[What is being asked]:
Rewrite every line of the records below as a Markdown table with two columns, "No." for the row number and "Text" for the line, leaving out blank lines.

[start]

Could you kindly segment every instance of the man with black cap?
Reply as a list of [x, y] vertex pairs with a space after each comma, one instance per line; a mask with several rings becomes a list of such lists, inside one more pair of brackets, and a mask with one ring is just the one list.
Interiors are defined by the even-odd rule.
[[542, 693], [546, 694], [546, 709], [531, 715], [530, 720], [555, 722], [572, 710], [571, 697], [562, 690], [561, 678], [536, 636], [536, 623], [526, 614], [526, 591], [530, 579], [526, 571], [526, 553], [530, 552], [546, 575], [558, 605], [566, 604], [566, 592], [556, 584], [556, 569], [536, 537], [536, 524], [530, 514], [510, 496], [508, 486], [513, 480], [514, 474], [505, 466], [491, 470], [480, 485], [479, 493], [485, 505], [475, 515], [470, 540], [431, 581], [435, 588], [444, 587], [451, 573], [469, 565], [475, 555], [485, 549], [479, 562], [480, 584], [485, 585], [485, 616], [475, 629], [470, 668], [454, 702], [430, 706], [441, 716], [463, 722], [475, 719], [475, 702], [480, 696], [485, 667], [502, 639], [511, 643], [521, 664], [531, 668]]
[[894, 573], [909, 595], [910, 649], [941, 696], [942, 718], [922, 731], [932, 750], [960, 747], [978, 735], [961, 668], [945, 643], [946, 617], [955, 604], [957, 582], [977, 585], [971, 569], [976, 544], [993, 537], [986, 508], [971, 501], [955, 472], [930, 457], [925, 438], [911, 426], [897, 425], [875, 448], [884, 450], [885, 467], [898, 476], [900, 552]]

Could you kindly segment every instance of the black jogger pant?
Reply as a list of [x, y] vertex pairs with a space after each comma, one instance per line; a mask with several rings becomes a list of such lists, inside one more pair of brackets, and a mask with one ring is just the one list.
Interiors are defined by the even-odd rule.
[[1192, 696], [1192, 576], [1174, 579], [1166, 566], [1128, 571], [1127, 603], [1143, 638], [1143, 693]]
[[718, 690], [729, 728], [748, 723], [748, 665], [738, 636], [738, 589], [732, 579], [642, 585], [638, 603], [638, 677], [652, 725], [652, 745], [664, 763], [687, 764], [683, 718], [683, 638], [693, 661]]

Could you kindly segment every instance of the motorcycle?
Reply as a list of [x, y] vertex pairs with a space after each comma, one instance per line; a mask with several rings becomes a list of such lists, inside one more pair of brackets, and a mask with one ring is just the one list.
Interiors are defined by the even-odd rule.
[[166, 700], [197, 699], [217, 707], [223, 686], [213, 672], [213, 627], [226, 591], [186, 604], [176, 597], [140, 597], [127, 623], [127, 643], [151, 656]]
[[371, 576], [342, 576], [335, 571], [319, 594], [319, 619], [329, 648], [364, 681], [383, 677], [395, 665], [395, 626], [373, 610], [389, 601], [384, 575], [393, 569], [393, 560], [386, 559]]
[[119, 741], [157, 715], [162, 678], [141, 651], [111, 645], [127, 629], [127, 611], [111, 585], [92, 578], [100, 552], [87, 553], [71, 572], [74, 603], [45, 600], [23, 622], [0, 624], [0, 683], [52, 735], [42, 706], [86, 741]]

[end]

[The answer]:
| No. | Text |
|---|---|
| 1 | Could you kindly segment every instance of the man with black cap? |
| 2 | Reply as a list of [x, y] vertex pairs with a space after each comma, one instance per line; a mask with several rings becomes a list of such lists, inside one more pair of brackets, and a mask with one ring is just the one list. |
| 3 | Interiors are defined by the even-odd rule. |
| 4 | [[542, 693], [546, 694], [546, 709], [531, 715], [530, 720], [555, 722], [572, 710], [571, 697], [562, 690], [561, 678], [536, 636], [536, 623], [526, 614], [526, 591], [530, 579], [526, 571], [526, 553], [530, 552], [546, 575], [558, 605], [566, 604], [566, 592], [556, 584], [556, 569], [536, 537], [536, 524], [530, 514], [510, 496], [508, 486], [513, 480], [514, 474], [505, 466], [491, 470], [480, 485], [479, 493], [485, 505], [475, 515], [470, 540], [431, 581], [435, 588], [444, 587], [451, 573], [469, 565], [475, 555], [485, 549], [479, 562], [480, 584], [485, 585], [485, 616], [475, 629], [470, 668], [454, 702], [430, 706], [441, 716], [463, 722], [475, 719], [475, 702], [480, 696], [485, 667], [502, 639], [511, 643], [521, 664], [531, 668]] |
| 5 | [[894, 573], [909, 595], [910, 649], [941, 696], [942, 718], [922, 731], [932, 750], [960, 747], [978, 735], [961, 668], [945, 643], [946, 617], [955, 604], [957, 582], [977, 585], [971, 569], [976, 544], [993, 537], [986, 508], [971, 501], [955, 472], [930, 457], [925, 438], [911, 426], [897, 425], [875, 448], [884, 450], [885, 467], [898, 476], [900, 552]] |
| 6 | Could you kindly segment every instance of the black jogger pant? |
| 7 | Reply as a list of [x, y] vertex pairs with a space after each comma, one instance per line; a mask with several rings becomes a list of such lists, inside one more pair of brackets, and a mask with one ring is just the one list. |
| 8 | Interiors are defined by the even-odd rule. |
| 9 | [[1192, 696], [1192, 576], [1174, 579], [1166, 566], [1128, 571], [1127, 603], [1143, 638], [1143, 693]] |
| 10 | [[718, 690], [729, 728], [748, 723], [748, 665], [738, 636], [738, 589], [732, 579], [642, 585], [638, 603], [638, 677], [652, 725], [652, 745], [664, 763], [687, 764], [683, 718], [683, 638], [693, 661]] |
| 11 | Could you kindly segment every instance of the motorcycle? |
| 12 | Reply as a list of [x, y] vertex pairs with a space after each comma, one instance per line; a mask with several rings becomes a list of such lists, inside one more pair of brackets, and a mask with one ring is just the one list. |
| 13 | Interiors are defined by the even-odd rule. |
| 14 | [[166, 700], [197, 699], [217, 707], [223, 686], [213, 672], [213, 627], [226, 591], [186, 604], [176, 597], [140, 597], [127, 623], [127, 643], [151, 656]] |
| 15 | [[371, 576], [342, 576], [335, 571], [319, 594], [319, 619], [329, 648], [364, 681], [383, 677], [395, 665], [395, 626], [373, 610], [389, 601], [384, 575], [393, 569], [393, 560], [386, 559]] |
| 16 | [[119, 741], [157, 715], [162, 678], [141, 651], [111, 645], [127, 629], [127, 611], [111, 585], [92, 578], [100, 552], [87, 553], [71, 572], [74, 603], [45, 600], [23, 622], [0, 624], [0, 683], [52, 735], [42, 706], [86, 741]] |